--- Excerpt to read ---

Your budget is fairly high for Madrid in the current economic climate so you should be able to choose where you like (although as Pesky said, La Moraleja may be out of reach).
But your desire to find a place in the outskirts with a house in walking distance from a town center could be difficult because most towns and villages close enough to Madrid have become absorbed into the Metropolis and are in effect, nothing more than outlying districts of Madrid, so, you might as well pick any district that you think is convenient. The good thing about Madrid is that most districts (barrios) have a "towny" feel to them, with their own park etc.
If you really want a separate town / village, I think you will have to be prepared for more than a 40 minute commute.


----------



## Pesky Wesky (May 10, 2009)

Overandout said:


> I have never heard of native English kids being excluded from bilingual programs (although I am sure it is possible), but when we first sent our older son to school we looked into these schools and were met with bewilderment from the schools.

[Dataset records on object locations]

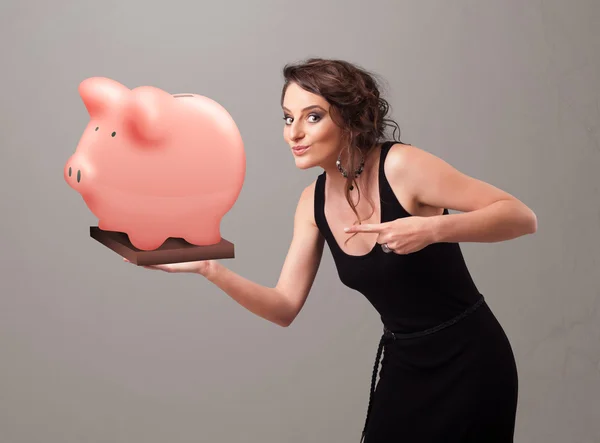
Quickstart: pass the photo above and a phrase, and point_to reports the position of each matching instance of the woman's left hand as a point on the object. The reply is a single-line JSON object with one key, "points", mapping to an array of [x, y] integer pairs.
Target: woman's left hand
{"points": [[403, 236]]}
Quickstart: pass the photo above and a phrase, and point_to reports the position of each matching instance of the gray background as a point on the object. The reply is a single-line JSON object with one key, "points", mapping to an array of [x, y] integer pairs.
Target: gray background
{"points": [[93, 349]]}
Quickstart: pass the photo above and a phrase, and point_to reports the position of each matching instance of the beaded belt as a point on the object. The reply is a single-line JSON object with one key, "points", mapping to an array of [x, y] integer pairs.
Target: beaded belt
{"points": [[389, 335]]}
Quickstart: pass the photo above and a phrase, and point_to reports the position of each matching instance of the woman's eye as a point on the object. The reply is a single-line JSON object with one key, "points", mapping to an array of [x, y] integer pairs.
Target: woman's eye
{"points": [[318, 117]]}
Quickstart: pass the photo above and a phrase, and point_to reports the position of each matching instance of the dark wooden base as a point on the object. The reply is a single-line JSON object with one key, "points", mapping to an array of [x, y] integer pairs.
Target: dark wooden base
{"points": [[173, 250]]}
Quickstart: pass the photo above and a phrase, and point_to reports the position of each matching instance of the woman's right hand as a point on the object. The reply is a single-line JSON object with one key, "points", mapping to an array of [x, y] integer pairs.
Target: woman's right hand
{"points": [[205, 268]]}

--- Directives ---
• 1. Answer these about the forum thread on living near Madrid, one line each:
(a) Which area may be out of reach, and who is said to have mentioned it?
(b) How long a commute should someone be ready for if they want a separate town or village?
(c) What reaction did Overandout's family get from the schools they looked into?
• 2. Write the next part of the forum thread on living near Madrid, picking up right after its final sentence.
The records have nothing to do with this.

--- Expected responses ---
• 1.
(a) La Moraleja; Pesky said so.
(b) More than 40 minutes.
(c) Bewilderment.

• 2.
> 
> Their view was very much in line with what kalohi states; that this program is to help Spanish nationals with their English. They certainly could not understand why English kids would need this. Their view was that they would learn better English at home than the school could offer, even with the bilingual program.
> 
> ...


Maybe if we knew exactly where it was (within reason, I understand you may not want to put the exact company name) we could advise you as to train connections. The local trains (cercanias) are really very good and many companies run bus services to and from the train to their offices...


----------



## drewsundin (Jun 12, 2016)

The office is on Calle Salvador de Madariaga.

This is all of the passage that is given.